§ Paginatekst:
+--

De inbreng in natura dient wettelijk gecontroleerd door een bedrijfsrevisor, teneinde overwaardering van aan het licht brengen (lees te vermijden): zie W. VAN GAVER, "Art. 219 W.Venn." in Vennootschappen en verenigingen. Artikelsgewijze commentaar met overzicht van rechtspraak en rechtsleer, Mechelen, Kluwer, losbl.
De schatting gebeurt door de oprichters, waarbij de bedrijfsrevisor in het kader van zijn controleplicht, niet gehouden om tot herschatting over te gaan. De taak van de revisor bestaat erin te verfiëren in hoeverre de door de oprichters aangewende waarderingsmethode bedrijfseconomisch verantwoord is (Rb. Antwerpen 30 juni 2004, RABG 2006, 246, noot M. DALLE; W. VAN GAVER, "Art. 219 W.Venn." in Vennootschappen en verenigingen. Artikelsgewijze commentaar met overzicht van rechtspraak en rechtsleer, Mechelen, Kluwer, losbl.). en de eventuele niet correcte waardering te vermelden in zijn revisoraal verslag (W. VAN GAVER, "Art. 219 W.Venn." in Vennootschappen en verenigingen. Artikelsgewijze commentaar met overzicht van rechtspraak en rechtsleer, Mechelen, Kluwer, losbl.).
De revisor mag niet zomaar zinsneden overnemen maar moet zich inhoudelijk uitspreken over de vraag of de voor de inbreng in natura door partijen gebruikte methoden van waardering bedrijfseconomisch verantwoord zijn (art. 4.2.1 juncto 4.1.2 c Controlenormen). middels een helder en duidelijk standpunt over de al dan niet overwaardering van de inbreng. Blind overnemen en kopiëren volstaat niet.

+--

§ Werkopdracht:
Schrijf het vervolg van de tekst over de controle van inbreng in natura door de bedrijfsrevisor, aansluitend op de laatste zin.

+--

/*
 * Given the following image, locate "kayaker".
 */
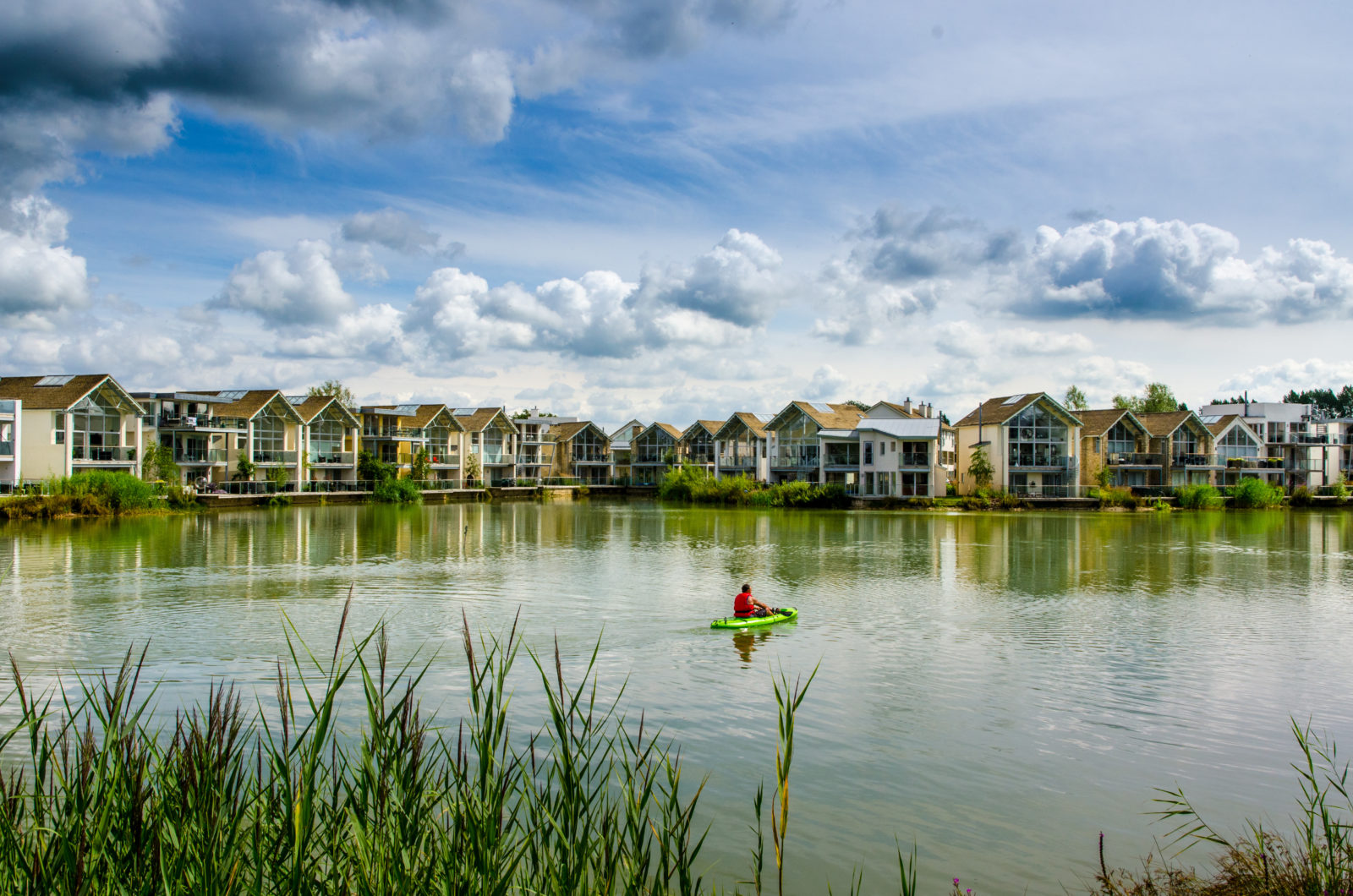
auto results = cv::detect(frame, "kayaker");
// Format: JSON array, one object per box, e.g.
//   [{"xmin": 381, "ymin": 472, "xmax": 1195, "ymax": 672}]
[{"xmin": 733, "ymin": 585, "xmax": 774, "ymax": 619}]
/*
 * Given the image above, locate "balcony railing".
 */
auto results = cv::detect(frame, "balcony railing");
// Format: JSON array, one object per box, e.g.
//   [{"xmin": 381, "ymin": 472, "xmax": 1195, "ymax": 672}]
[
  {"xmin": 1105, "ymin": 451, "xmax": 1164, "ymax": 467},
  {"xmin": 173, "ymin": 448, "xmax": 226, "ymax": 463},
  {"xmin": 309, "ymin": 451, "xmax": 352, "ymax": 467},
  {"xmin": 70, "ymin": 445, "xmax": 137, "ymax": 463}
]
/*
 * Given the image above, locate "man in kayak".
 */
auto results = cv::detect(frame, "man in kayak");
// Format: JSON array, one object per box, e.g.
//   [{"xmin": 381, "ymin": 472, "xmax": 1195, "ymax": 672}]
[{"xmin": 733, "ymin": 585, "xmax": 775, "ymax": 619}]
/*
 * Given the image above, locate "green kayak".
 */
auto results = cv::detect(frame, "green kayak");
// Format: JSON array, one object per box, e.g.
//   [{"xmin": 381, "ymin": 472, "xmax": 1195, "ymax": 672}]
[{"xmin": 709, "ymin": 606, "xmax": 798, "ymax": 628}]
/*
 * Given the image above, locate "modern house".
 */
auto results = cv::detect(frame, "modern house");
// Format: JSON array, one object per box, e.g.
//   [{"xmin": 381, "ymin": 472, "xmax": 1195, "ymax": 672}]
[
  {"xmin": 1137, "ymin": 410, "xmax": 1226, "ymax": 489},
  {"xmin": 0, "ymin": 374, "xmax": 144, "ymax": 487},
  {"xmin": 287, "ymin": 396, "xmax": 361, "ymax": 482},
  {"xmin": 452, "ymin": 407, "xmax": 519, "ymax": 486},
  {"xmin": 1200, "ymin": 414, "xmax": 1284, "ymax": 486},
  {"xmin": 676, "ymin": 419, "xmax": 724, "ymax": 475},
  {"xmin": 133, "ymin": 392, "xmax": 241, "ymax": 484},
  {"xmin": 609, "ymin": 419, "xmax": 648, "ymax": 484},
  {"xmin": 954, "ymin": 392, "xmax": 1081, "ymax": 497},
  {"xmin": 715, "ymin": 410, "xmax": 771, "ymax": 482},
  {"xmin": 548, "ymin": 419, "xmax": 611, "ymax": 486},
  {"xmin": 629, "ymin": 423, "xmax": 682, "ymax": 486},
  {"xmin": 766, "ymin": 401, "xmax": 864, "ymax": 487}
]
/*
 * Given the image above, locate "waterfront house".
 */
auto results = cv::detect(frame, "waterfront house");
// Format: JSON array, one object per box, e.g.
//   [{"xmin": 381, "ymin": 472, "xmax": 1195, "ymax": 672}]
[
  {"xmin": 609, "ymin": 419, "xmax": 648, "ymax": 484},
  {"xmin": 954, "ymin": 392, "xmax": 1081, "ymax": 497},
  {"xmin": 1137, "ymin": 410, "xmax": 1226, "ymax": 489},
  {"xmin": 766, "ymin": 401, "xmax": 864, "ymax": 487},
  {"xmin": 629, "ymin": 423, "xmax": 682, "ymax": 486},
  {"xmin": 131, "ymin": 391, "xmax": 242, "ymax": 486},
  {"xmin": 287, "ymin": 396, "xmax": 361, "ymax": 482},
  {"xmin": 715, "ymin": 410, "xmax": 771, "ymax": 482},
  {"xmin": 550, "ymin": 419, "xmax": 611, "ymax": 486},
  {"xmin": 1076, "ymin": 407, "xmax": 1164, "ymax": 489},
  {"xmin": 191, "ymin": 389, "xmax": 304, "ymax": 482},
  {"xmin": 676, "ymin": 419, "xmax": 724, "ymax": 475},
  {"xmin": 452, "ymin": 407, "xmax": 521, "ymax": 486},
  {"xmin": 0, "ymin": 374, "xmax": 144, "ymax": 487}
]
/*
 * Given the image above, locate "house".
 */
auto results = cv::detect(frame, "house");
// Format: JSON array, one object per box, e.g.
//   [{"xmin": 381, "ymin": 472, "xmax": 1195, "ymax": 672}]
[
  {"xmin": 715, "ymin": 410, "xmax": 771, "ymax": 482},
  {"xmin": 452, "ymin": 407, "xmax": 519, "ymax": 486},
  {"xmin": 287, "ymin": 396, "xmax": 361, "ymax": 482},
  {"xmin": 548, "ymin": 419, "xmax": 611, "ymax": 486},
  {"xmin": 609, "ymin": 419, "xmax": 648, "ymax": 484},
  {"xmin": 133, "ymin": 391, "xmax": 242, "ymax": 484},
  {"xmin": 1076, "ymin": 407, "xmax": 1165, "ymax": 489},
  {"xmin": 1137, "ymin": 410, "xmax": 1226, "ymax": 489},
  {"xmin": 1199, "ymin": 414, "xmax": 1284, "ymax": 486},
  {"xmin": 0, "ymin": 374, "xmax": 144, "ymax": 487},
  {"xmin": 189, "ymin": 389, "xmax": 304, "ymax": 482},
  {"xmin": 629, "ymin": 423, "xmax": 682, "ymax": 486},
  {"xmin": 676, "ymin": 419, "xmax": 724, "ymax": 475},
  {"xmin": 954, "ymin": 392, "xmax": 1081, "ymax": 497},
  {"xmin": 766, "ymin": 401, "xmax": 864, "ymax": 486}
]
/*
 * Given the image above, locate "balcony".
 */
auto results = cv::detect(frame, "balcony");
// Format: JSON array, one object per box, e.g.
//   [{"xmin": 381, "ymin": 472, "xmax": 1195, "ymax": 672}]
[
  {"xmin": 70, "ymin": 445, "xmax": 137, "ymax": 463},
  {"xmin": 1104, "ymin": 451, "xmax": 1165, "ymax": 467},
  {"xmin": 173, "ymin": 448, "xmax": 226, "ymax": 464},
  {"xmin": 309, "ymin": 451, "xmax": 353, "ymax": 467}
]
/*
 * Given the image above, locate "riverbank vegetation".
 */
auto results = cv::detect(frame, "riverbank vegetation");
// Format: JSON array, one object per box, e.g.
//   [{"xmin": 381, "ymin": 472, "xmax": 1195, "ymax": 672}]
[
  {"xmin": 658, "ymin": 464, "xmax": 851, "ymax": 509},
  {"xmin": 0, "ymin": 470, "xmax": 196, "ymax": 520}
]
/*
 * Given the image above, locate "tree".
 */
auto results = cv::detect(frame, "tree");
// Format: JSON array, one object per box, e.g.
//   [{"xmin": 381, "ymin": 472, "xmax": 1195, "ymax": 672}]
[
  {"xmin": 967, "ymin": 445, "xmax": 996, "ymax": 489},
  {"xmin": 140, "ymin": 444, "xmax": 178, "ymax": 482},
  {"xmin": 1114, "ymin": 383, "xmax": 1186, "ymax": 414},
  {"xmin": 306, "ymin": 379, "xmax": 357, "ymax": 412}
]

+--

§ Resultaat opdracht:
De revisor dient onder meer de elementen beschrijven die, bij incorporatie van vorderingen in het kapitaal, aan de oorsprong liggen van die vorderingen van de inbrenger op de vennootschap.
De bedrijfsrevisor moet nagaan hoe de oorspronkelijke schuldvorderingen die worden ingebracht ontstaan zijn, of zij inbaar waren bij de oorspronkelijke schuldenaar voor de eventuele overdracht, om aldus te kunnen beoordelen of een inbreng aan nominale waarde een passende waarderingsmethode uitmaakt. Het schuld bevrijdend karakter waardoor de inbreng van de schuldvordering de vennootschap in de regel verrijkt ten belope van de nominale waarde van de schuldvordering, moet worden nagegaan. De bedrijfsrevisor moet de solvabiliteit en kredietwaardigheid van de inbrengers nagaan.